● **DOCUMENT TEXT**:
# # # # # # #
[ADMB Users] ADMB versus R

H. Skaug hskaug at gmail.com
Wed Nov 7 18:36:58 PST 2012


Hi,

I am continuing on sequence of emails "Integrating R and ADMB to
generalize TPL files".

Dave is worried about the following aspect of glmmADMB/R: 1) lack of flexibility
2) lack of transparency.

Regarding 1) it is quite obvious that you cannot get the same flexibility when
you specify the model in one single line of code (glmmADMB) as get with ADMB.
Our hope when we started out with glmmADMB (before Ben got involved) was
that people who felt that glmmADMB was too rigid would move to ADMB.
THis has not happened (at least that I am aware). Migration to ADMB is
still being pointed
out as an option to to users on email lists.

Regarding 2) users of glmmADMB must know what a factor in R is, and
also they should
know about "contrast". Having said that,  I had not realized myself
what the implication
of the default "independence" of random effects were. That is why I suggest that
by default the full covariance matrix is estimated for the random
effects. Regardless
of what the default becomes in the future: Ben is doing a fantastic
job explaining to
users how the package works, and knowledge should accumulate in the
user community.
I see some other people answering emails on the list.

To Dave's argument that it is easy mis-specify the model in glmmADMB, and hence
get the wrong answer. A sound principle is that every user should generate
data (using R or some other program) from what they think is the
underlying model.
# # # # # # #
● **DATA SEGMENT**:
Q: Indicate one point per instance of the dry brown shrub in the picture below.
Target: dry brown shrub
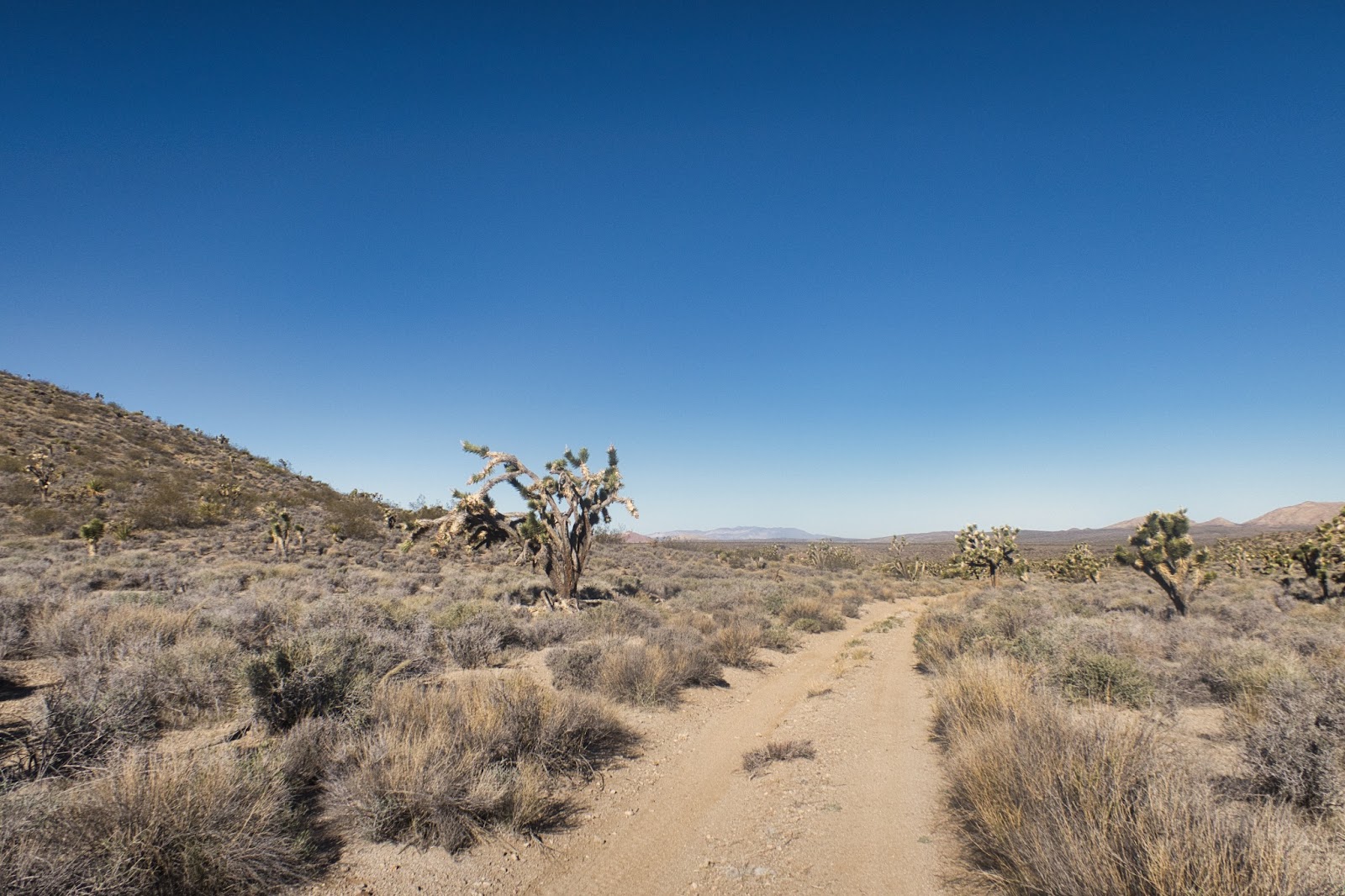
# # # # # # #
● **EXERCISE SET**:
1: From the ADMB versus R email, extract the stretch from "Regarding 2) users" through "user community.".
2: In the ADMB versus R email, what does the writer suggest should be estimated by default for the random effects?
3: Carry on writing the ADMB versus R email from the point where it stops.

● **RESULTS FOR THE EXERCISE**:
1:
Regarding 2) users of glmmADMB must know what a factor in R is, and
also they should
know about "contrast". Having said that,  I had not realized myself
what the implication
of the default "independence" of random effects were. That is why I suggest that
by default the full covariance matrix is estimated for the random
effects. Regardless
of what the default becomes in the future: Ben is doing a fantastic
job explaining to
users how the package works, and knowledge should accumulate in the
user community.

2: The full covariance matrix.

3:
If the parameter estimates from glmmADMB does not match the truth,
something is wrong. A user not able to generate data most likely has
not understood
the model, and should downgrade to a simpler model that he/she understands.

Finally, the tpl-file underlying glmmADMB is probably the one that has been used
by most people (through its .exe). We do not know the exact number of users, but
a minimum estimate is provided by the number of unique individuals that
has occurred on the email list. Given that glmmadmb.tpl has less than 600 lines
of code that number in itself is quite impressive. The clue to the
success is the
R functions that Ben has written on top of the tpl-file. Before these
functions where
written more than 50% of the questions were of the type "how can I get .....".

Hans

On Thu, Nov 8, 2012 at 1:03 AM, dave fournier <davef at otter-rsch.com> wrote:
> On 12-11-07 11:32 AM, Ben Bolker wrote:
>
> Well I don't recall getting personal. I was referring to
> what I feel are problems with the design of R.
>
> Anyway it apears that you don't seem to have the right model here.
>
> This should be pretty simple.  One has 192 random effects.  all I did
> was to use 3 different parameters for the standard deviations of the random
> effects.  sd1 for obs 1-64  sd2 for obs 65-128 and sd3 for obs 129-192.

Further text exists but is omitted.